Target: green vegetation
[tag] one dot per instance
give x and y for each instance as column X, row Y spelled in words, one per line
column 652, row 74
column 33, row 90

> **WHAT IS EXPECTED**:
In this exercise, repeat all entries exactly.

> **REPLY TO THE EXERCISE**:
Target: green vegetation
[tag] one dot per instance
give x and y for each instance as column X, row Y spelled in words, one per line
column 652, row 74
column 33, row 90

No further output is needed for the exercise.